(Saved entries)

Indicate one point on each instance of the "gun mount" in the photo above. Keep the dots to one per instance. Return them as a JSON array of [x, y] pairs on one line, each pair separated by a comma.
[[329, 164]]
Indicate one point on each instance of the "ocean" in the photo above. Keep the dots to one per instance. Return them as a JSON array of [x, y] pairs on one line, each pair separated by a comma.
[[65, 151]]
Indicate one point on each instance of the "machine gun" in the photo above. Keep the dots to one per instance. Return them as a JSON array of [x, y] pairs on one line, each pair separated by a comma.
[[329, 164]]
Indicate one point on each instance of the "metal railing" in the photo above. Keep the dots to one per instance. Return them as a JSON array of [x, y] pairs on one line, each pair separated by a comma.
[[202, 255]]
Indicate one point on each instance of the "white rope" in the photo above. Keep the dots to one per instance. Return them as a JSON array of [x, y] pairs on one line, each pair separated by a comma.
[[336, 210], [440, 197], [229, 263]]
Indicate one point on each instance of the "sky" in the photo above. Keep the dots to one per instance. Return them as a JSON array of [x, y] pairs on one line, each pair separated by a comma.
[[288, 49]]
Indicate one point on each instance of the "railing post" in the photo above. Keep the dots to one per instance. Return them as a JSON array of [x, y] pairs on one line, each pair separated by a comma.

[Exercise objective]
What you write must match the records above line for line.

[Output]
Indicate one point on each instance of the "gun mount" in the photo above. Keep the dots to one per instance. Return them as a JSON array of [x, y] pairs on one line, each pair separated by a comma.
[[329, 164]]
Indicate one point on each instance of the "ocean" in the photo above. Keep the dots to one per instance. Return them as a JSON array of [x, y] pairs on one line, each pair separated by a comma.
[[65, 151]]
Indicate one point on each instance of the "machine gun" in the photo above. Keep the dots to one per instance. Return them as a JSON array of [x, y] pairs on one line, each pair separated by a comma.
[[329, 164]]
Indicate one point on each instance of the "metal railing" in the photo above. Keep the dots to one per instance. Return them as a JSON array of [x, y] pairs on one line, each pair separated by a comma.
[[202, 255]]
Indicate one point on each instance of the "white rope" in the photo above. Keep the dots to one per instance. Return them as a JSON array of [x, y] pairs on one line, each pair separated by a comma.
[[336, 210], [440, 197], [229, 263]]
Indicate one point on each instance of the "sky" in the photo above. Keep the dots to one per instance. Return them as a JSON array of [x, y] pairs on one line, each pair separated by a comma.
[[288, 49]]
Indicate one point on each instance of the "railing post" in the photo above. Keep the dots to one per instance. Return them as a JSON array of [x, y] pairs on one line, each pair separated by a comma.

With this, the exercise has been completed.